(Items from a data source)
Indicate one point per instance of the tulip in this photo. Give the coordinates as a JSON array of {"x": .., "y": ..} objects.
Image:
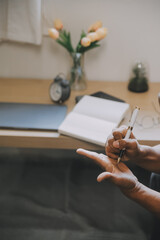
[
  {"x": 58, "y": 24},
  {"x": 95, "y": 26},
  {"x": 93, "y": 36},
  {"x": 53, "y": 33},
  {"x": 101, "y": 32},
  {"x": 85, "y": 42}
]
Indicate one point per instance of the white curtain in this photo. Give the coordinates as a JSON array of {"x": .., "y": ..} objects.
[{"x": 20, "y": 20}]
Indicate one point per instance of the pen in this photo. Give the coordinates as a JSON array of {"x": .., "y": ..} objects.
[{"x": 129, "y": 130}]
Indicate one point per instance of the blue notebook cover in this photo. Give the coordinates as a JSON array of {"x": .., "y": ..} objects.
[{"x": 31, "y": 116}]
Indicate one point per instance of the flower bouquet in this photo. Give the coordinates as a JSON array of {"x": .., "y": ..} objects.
[{"x": 88, "y": 41}]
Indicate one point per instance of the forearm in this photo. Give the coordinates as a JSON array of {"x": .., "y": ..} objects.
[
  {"x": 146, "y": 197},
  {"x": 149, "y": 158}
]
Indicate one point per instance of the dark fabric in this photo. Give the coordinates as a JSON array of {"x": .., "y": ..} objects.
[
  {"x": 53, "y": 194},
  {"x": 155, "y": 185}
]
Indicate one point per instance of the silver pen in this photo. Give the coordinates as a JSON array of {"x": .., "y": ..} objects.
[{"x": 129, "y": 130}]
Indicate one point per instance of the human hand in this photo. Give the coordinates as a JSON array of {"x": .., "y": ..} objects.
[
  {"x": 116, "y": 142},
  {"x": 119, "y": 174}
]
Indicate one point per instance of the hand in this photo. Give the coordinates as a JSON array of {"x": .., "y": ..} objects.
[
  {"x": 119, "y": 174},
  {"x": 116, "y": 142}
]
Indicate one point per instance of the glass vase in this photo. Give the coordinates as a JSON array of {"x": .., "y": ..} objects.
[{"x": 77, "y": 76}]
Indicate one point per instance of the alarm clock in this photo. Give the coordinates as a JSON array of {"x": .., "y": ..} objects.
[{"x": 59, "y": 89}]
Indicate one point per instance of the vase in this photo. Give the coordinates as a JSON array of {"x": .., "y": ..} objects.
[{"x": 77, "y": 76}]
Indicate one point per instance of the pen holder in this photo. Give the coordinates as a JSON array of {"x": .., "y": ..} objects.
[{"x": 138, "y": 82}]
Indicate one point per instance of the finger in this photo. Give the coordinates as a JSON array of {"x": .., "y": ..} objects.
[
  {"x": 100, "y": 159},
  {"x": 103, "y": 176},
  {"x": 128, "y": 144},
  {"x": 119, "y": 133},
  {"x": 112, "y": 149},
  {"x": 113, "y": 155}
]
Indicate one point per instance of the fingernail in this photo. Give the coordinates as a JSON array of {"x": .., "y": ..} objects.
[{"x": 116, "y": 144}]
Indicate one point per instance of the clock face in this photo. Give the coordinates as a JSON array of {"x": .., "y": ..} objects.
[{"x": 55, "y": 92}]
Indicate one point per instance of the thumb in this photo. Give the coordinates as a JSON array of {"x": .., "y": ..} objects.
[{"x": 103, "y": 176}]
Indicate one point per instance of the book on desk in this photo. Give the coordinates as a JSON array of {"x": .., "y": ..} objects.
[{"x": 93, "y": 119}]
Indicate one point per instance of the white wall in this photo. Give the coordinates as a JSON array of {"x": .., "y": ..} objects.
[{"x": 134, "y": 34}]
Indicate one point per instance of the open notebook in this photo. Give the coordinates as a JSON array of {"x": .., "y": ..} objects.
[{"x": 93, "y": 119}]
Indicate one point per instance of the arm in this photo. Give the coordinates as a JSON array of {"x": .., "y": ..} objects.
[
  {"x": 121, "y": 176},
  {"x": 144, "y": 156}
]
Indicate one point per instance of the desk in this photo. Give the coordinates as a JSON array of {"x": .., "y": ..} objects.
[{"x": 37, "y": 91}]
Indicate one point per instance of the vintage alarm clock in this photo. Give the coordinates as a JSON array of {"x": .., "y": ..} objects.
[{"x": 59, "y": 89}]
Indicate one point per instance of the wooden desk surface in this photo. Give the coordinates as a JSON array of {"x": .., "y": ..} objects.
[{"x": 37, "y": 91}]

● **DO THIS**
Please rewrite every line of the material above with each "Indicate" changed to "Mark" and nothing else altered. Omit the pictures from your answer.

● **COMPLETED TASK**
Mark one point per instance of the tulip in this photo. Give the coordinates as a JSON array of {"x": .., "y": ..} objects.
Image:
[
  {"x": 58, "y": 24},
  {"x": 95, "y": 26},
  {"x": 93, "y": 36},
  {"x": 53, "y": 33},
  {"x": 101, "y": 32},
  {"x": 85, "y": 42}
]
Mark one point per instance of the white curtain in this photo. Give the coordinates as a JSON array of {"x": .., "y": ..} objects.
[{"x": 20, "y": 20}]
Mark one point per instance of the pen in this photo. Give the coordinates as a JSON array of {"x": .., "y": ..} objects.
[{"x": 129, "y": 130}]
Mark one point per instance of the blue notebook cover in this photo. Give the coordinates as a JSON array of {"x": .., "y": ..} objects.
[{"x": 31, "y": 116}]
Mark one point per instance of the flower bouquet in this photo. Give the coordinates as a JSON array of {"x": .., "y": ..} objects.
[{"x": 88, "y": 41}]
Mark one point per instance of the forearm in this photo. Give the coordinates as a JSON array of {"x": .., "y": ..} objects.
[
  {"x": 146, "y": 197},
  {"x": 149, "y": 158}
]
Mark one point per instance of the dark fabric in this photo. Give the coordinates as a JSON array of {"x": .., "y": ..} objects.
[
  {"x": 53, "y": 194},
  {"x": 155, "y": 185}
]
Mark one point per instance of the silver pen in this photo. Give the coordinates as a JSON array of {"x": .., "y": ..} objects.
[{"x": 129, "y": 130}]
Mark one point per instance of the human hand in this photo. Give the coordinates as a JSON array of {"x": .., "y": ..} objects.
[
  {"x": 116, "y": 142},
  {"x": 119, "y": 174}
]
Mark one point per instance of the hand in this photo. Give the coordinates as a JSON array of {"x": .., "y": ..} objects.
[
  {"x": 119, "y": 174},
  {"x": 116, "y": 142}
]
Mark one point per instance of the glass vase in this photo. Give the coordinates as a JSON array of {"x": .., "y": ..} objects.
[{"x": 77, "y": 76}]
Mark one point per instance of the alarm clock in this photo. Give the coordinates as a JSON array of {"x": .., "y": ..} objects.
[{"x": 59, "y": 89}]
Mark one point per instance of the vase in this photo. Give the coordinates as a JSON array of {"x": .., "y": ..} objects.
[{"x": 77, "y": 76}]
Mark one point per instance of the pen holder in this photo. Give the coordinates as a JSON array of {"x": .., "y": ..} objects.
[{"x": 138, "y": 82}]
Mark one point per instance of the finger in this photo. Give the coordinates as a JSON array of {"x": .., "y": ..} objects.
[
  {"x": 100, "y": 159},
  {"x": 103, "y": 176},
  {"x": 128, "y": 144},
  {"x": 119, "y": 133},
  {"x": 112, "y": 149},
  {"x": 113, "y": 155}
]
Mark one point per instance of the fingernail in this photo. Give the coordinates as a JSON array of {"x": .., "y": ..} objects.
[{"x": 116, "y": 144}]
Mark one point per instance of the clock face in this photo. Give the coordinates as a JSON array of {"x": .., "y": ..} objects.
[{"x": 55, "y": 92}]
Mark one point per instance of the thumb in this photo. Give the coordinates as a JSON array of {"x": .., "y": ..} objects.
[{"x": 103, "y": 176}]
Mark one point per instance of the book on desk in this photo. Give the coordinates as a JSON array of {"x": .., "y": ..} objects.
[{"x": 93, "y": 119}]
Mark one point per instance of the white wall in this photo. Give the coordinates as a JSON array of {"x": .., "y": ..} objects.
[{"x": 134, "y": 34}]
Mark one point per instance of the open notebook in this photo. Give the coordinates as a JSON array of {"x": .., "y": ..} objects.
[{"x": 93, "y": 119}]
Mark one point per instance of the arm in this photo. Give the coordinates as a JSON array of {"x": .., "y": ..} objects.
[
  {"x": 121, "y": 176},
  {"x": 144, "y": 156}
]
Mark one point per instance of the desk in this photo. Give the coordinates as a JSON array of {"x": .., "y": ..} objects.
[{"x": 37, "y": 91}]
Mark one point per instance of the vintage alarm clock in this photo. Give the coordinates as a JSON array of {"x": .., "y": ..} objects.
[{"x": 59, "y": 89}]
Mark one point per instance of the wooden desk surface in this photo. Give the coordinates as a JSON array of {"x": .., "y": ..} objects.
[{"x": 37, "y": 91}]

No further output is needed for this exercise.